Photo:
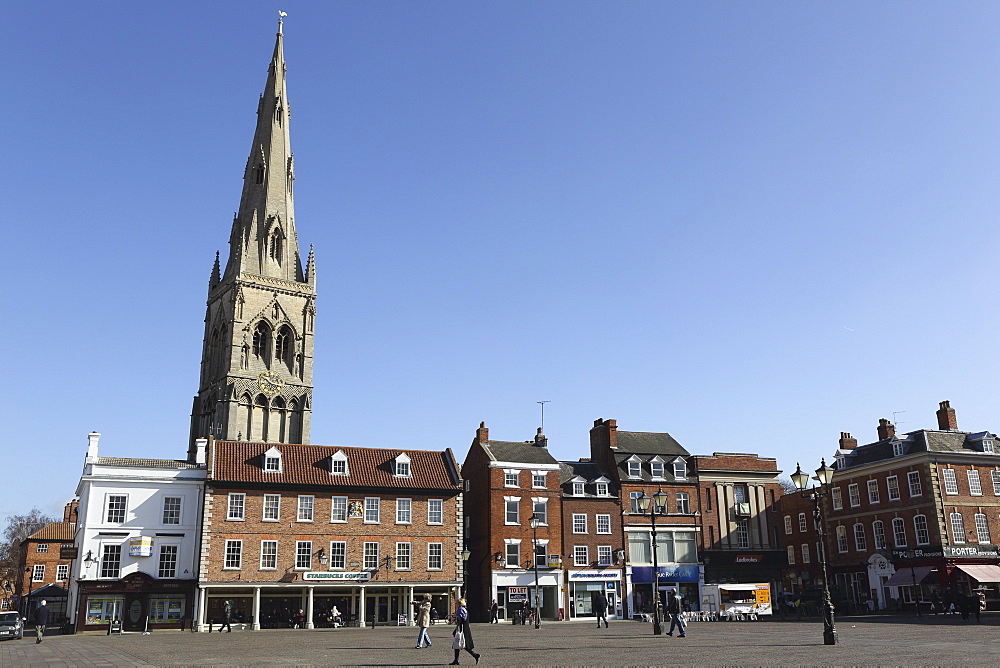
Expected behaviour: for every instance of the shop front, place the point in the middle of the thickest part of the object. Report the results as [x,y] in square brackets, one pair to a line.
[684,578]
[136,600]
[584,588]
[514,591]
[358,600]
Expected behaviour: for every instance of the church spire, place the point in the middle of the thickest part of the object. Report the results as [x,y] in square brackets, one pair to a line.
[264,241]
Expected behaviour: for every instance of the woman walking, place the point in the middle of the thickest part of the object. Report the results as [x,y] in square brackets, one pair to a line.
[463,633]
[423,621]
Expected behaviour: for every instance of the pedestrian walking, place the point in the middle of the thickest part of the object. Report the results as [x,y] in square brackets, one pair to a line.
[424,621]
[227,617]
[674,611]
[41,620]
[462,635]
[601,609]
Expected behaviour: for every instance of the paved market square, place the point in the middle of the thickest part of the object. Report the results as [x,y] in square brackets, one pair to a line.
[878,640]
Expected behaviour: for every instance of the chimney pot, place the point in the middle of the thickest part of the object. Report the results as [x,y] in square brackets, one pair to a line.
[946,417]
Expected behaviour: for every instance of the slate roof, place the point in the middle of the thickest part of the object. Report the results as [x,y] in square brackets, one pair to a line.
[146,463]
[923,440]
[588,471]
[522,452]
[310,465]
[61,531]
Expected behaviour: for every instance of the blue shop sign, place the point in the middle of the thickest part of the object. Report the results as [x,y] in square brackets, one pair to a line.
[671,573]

——————

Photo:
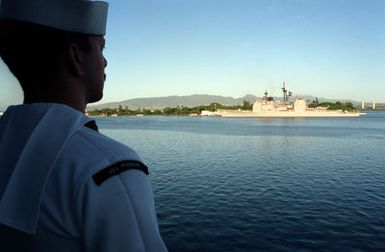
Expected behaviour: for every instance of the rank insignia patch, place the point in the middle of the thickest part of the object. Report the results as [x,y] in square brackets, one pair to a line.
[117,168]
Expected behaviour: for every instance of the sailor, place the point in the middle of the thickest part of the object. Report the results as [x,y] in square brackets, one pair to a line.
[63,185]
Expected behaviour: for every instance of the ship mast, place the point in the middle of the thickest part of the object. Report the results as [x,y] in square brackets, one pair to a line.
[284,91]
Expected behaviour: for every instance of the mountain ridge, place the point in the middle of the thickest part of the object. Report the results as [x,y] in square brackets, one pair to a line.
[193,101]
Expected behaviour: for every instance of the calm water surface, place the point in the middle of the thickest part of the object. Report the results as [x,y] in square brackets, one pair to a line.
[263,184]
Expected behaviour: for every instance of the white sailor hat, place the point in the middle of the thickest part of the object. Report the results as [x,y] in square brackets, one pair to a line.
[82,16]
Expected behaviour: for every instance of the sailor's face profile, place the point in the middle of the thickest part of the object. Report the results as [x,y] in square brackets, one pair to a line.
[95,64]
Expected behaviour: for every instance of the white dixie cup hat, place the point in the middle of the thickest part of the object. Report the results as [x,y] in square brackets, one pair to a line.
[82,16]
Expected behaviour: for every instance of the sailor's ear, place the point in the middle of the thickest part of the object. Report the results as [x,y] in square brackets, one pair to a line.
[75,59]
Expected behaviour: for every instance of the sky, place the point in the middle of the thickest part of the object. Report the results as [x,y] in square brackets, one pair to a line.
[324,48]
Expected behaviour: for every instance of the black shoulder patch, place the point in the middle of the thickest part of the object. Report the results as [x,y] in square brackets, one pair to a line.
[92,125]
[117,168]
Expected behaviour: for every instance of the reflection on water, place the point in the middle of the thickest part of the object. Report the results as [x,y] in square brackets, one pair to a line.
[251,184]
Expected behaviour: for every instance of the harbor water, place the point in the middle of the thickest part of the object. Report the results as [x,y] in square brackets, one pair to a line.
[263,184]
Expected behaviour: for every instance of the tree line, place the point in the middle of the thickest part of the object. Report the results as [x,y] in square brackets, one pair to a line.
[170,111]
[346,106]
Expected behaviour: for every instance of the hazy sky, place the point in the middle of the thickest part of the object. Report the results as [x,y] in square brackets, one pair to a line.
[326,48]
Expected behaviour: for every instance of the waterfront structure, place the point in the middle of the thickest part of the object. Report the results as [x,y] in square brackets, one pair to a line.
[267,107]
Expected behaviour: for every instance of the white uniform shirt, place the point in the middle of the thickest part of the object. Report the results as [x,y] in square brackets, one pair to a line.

——————

§ **Instructions for the task**:
Reproduce the entries verbatim, starting with the line containing "Expected behaviour: for every instance of the harbor" and continuing through the line containing "Expected behaviour: for every instance of the white uniform", both included.

§ **Solution to this task**:
Expected behaviour: for every instance of the harbor water, place the point in the middle of the thickest part of the object. Report the results as [x,y] in square brackets, one pair to a line.
[263,184]
Expected behaviour: for every instance of the tree line, place the point in the middle of the thickest part of the object. Report the results as [x,y] in square brackets, one pair to a line.
[170,111]
[346,106]
Expected behaviour: for every instance of the hazy sky, place the point in the middle of the thickest part of the object. Report the results as [x,y] in square brackets, one pair to a line.
[326,48]
Expected behaviour: for every instance of the waterfront structure, place the point in the middle of the thickest part of the object. Report the results as [x,y] in square brackets, one pair to a line.
[267,107]
Expected behaviour: for every instance of the white uniform shirt, place the point in the middle of the thickest part of the object. Report the results as [x,y] in square brackets, one pair to a line.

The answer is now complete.